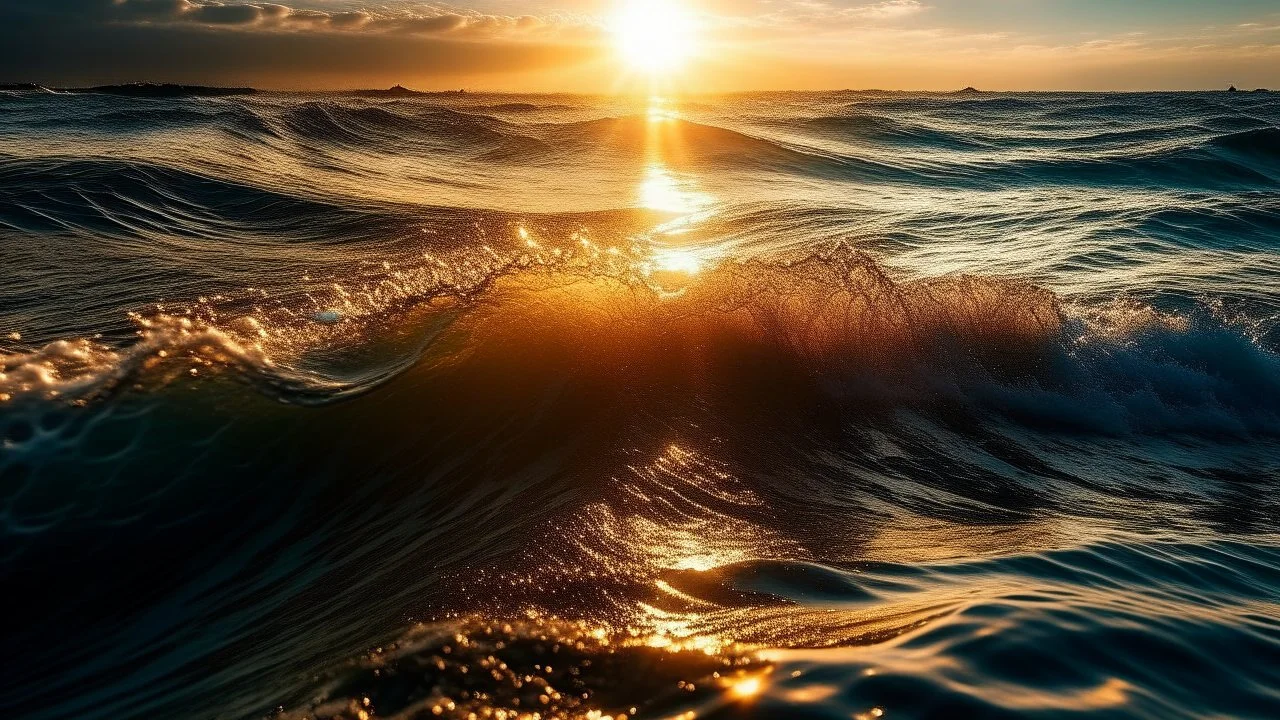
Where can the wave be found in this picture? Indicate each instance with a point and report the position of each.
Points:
(1262, 141)
(1004, 345)
(914, 642)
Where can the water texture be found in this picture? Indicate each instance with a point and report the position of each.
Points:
(776, 405)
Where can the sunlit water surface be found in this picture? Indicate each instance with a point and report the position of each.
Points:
(845, 405)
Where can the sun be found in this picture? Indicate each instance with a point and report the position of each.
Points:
(654, 36)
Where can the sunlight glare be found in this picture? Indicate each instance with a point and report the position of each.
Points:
(677, 261)
(654, 36)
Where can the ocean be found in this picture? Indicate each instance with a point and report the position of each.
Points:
(775, 405)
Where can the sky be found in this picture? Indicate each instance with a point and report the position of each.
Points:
(574, 45)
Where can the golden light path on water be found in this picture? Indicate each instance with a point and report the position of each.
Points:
(667, 191)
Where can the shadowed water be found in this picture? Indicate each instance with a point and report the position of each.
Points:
(794, 405)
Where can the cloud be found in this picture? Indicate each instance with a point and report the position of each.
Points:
(890, 9)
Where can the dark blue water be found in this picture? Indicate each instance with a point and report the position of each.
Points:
(792, 405)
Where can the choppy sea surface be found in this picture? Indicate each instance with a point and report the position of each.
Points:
(794, 405)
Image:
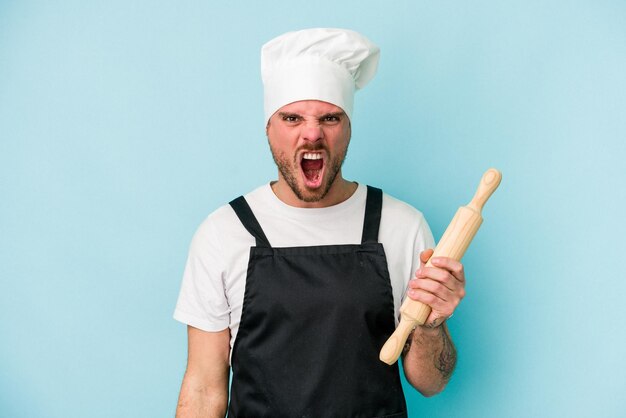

━━━

--- WRITTEN TASK ---
Carry every line of the data above over into your answer, including the lines that ask where each item is, but shift each point coordinate by adding 110 to it. Leave the pictures out of the answer.

--- WRITTEN SOLUTION ---
Where can the wave be found in this picture? Indicate each instance with a point and report the position of each.
Points:
(1372, 251)
(1114, 455)
(1024, 752)
Where can the water texture be found in this picture? Indicate each instance with a point and report the position of each.
Points:
(886, 515)
Where can the sunlit water surface be found in this picture? Indicate each instance with a point and report the position of each.
Points:
(955, 515)
Where can the sun be found in this picture? Indicate each instance with a point and report the position of each.
Points:
(764, 146)
Where can the sunlight glare be found in this picture? Indicate each instance with a point and report the position of each.
Points:
(787, 371)
(764, 146)
Where can the ocean be found in this picture? Indicate each instance with a point and report the position of each.
Points:
(885, 515)
Where can the sky be found in this picture? Indicate each instance with a point and report the position of each.
Points:
(684, 155)
Where can the golden light path on water be found in this picture? Indicate each instance with a point and report the position of each.
Points:
(777, 301)
Where can the shadowed water be found in this picture? Indicate each instance with a point and report the position of each.
Points:
(904, 515)
Where can the cloud be found in this picture? Indicate each instance with a point and report the position of each.
Points:
(1000, 119)
Where can the dark blue water be found in this picture? Indicate each instance with a point and report the position of each.
Points:
(902, 515)
Where can the choppy sea surface be found in this picture? Indicate each instance with a point and report the position of each.
Points:
(904, 515)
Image:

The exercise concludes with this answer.